» **WORK REQUIRED**: Find the line that contains "Could you please mark the star". Repeat that line and all lines following it, exactly, through the end of the listing below.

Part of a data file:
_ _ _ _ _

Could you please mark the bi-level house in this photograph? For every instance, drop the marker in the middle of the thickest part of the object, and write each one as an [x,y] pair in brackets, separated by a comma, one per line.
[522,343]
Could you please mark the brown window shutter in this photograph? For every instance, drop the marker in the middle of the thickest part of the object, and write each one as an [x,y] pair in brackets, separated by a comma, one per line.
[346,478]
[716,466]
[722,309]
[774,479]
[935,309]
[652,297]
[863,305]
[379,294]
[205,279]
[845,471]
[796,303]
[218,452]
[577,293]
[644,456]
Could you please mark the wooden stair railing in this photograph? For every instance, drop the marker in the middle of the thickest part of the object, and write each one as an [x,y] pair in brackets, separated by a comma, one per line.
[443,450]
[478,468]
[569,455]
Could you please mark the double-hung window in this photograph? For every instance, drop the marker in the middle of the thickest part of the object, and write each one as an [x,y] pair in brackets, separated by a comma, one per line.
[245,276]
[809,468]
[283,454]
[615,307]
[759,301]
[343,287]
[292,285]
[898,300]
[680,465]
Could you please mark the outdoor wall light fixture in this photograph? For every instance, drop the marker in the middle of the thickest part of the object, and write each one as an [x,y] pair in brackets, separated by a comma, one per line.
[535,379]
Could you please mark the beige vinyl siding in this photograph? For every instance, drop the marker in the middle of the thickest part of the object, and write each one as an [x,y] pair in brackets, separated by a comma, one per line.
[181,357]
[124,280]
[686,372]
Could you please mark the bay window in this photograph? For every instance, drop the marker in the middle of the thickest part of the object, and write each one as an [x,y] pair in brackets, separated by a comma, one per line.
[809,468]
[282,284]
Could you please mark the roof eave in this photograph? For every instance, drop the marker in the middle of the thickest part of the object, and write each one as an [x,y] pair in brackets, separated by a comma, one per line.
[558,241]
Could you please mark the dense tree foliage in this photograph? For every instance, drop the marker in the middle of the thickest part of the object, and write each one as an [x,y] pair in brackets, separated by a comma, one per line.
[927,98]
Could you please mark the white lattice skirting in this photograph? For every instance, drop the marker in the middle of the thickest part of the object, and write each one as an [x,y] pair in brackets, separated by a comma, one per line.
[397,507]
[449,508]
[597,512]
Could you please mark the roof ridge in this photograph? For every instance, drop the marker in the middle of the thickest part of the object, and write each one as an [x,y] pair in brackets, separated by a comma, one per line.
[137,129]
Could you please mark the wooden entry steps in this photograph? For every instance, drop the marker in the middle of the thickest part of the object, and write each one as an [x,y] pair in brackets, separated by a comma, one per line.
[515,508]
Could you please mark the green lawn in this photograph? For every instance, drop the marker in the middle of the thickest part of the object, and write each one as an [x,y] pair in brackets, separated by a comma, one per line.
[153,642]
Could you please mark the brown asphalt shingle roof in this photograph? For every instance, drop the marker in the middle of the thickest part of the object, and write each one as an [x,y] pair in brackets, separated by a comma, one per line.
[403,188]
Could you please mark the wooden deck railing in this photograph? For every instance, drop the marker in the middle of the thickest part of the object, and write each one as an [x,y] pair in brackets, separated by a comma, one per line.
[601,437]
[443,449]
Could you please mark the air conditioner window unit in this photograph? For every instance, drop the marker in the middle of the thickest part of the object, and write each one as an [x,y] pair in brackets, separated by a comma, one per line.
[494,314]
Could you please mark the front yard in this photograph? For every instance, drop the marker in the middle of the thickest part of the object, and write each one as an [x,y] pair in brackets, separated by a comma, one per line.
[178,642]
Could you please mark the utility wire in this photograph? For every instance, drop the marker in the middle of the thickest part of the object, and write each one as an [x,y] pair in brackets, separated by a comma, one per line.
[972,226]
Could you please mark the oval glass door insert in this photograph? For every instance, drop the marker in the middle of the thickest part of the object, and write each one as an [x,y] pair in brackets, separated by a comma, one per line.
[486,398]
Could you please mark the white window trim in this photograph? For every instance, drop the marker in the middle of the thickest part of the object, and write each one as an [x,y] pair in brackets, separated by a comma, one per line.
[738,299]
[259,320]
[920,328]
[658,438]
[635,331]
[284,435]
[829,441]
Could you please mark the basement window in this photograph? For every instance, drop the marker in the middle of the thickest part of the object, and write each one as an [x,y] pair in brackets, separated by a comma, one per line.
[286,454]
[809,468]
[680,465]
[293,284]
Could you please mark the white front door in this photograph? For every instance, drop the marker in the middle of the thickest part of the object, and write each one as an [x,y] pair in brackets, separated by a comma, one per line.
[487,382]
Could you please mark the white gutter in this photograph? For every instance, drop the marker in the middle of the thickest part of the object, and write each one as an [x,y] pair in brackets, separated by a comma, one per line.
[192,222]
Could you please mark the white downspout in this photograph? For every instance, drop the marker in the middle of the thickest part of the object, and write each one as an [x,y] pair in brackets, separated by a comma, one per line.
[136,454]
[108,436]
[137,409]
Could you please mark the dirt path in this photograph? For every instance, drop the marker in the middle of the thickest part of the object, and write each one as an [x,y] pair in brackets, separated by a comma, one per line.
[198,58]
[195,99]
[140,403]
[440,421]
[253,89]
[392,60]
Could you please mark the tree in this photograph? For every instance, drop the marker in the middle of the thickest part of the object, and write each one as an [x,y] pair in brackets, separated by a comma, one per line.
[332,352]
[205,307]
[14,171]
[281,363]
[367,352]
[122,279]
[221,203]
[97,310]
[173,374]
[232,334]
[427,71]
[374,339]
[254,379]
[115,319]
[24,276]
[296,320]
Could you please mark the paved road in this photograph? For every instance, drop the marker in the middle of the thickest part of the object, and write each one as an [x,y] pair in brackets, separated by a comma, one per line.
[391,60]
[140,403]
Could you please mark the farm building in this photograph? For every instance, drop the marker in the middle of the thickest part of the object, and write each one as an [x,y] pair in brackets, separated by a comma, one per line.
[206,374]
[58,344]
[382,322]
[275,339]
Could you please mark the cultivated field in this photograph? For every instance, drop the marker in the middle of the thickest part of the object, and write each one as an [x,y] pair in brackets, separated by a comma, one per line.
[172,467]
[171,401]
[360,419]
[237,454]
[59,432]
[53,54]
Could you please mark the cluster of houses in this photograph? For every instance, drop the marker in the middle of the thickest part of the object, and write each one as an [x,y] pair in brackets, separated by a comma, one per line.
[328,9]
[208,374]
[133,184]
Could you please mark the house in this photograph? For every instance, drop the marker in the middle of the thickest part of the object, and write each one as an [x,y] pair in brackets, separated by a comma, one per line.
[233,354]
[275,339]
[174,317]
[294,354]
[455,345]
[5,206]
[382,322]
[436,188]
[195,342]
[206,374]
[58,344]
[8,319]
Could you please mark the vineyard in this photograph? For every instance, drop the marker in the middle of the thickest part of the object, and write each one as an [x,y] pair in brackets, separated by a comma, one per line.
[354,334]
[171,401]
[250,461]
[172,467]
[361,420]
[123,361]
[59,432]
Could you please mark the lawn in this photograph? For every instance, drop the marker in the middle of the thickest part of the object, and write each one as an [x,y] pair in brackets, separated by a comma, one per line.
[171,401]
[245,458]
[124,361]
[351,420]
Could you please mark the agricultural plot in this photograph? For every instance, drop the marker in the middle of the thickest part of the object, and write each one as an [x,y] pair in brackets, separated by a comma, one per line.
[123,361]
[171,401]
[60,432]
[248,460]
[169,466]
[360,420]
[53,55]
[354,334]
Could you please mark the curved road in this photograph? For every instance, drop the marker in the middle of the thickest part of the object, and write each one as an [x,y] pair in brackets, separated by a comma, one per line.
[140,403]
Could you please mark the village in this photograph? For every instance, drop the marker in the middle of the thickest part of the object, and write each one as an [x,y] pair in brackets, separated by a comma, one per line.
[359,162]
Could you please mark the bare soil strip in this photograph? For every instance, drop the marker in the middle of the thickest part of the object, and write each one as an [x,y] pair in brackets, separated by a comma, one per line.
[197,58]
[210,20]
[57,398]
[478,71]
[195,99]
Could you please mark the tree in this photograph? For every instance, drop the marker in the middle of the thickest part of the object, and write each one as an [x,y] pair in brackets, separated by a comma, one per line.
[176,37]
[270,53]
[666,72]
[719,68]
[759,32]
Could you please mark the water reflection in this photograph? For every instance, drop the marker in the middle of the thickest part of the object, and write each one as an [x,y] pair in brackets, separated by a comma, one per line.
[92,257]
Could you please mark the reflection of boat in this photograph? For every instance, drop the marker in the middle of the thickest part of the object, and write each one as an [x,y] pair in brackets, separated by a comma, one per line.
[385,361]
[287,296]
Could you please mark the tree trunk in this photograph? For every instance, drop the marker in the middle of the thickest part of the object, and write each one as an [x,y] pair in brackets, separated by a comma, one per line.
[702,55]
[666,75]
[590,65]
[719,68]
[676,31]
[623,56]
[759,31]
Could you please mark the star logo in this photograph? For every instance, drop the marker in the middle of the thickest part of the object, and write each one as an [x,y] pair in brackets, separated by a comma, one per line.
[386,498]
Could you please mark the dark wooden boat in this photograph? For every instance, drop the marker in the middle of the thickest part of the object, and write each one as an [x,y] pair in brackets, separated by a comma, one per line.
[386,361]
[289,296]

_ _ _ _ _

» **RESULT**:
Could you please mark the star logo in this photograph? For every instance, drop the marker in the middle of the thickest part of the object, and write each one as an [x,y] pair in brackets, separated by a comma, one per line.
[386,498]
Could you please mark the dark wooden boat in this photograph? For every instance, drop the marker in the middle of the thickest part of the object, and write each one as an [x,y] pair in brackets, separated by a comma, one per line.
[386,361]
[289,296]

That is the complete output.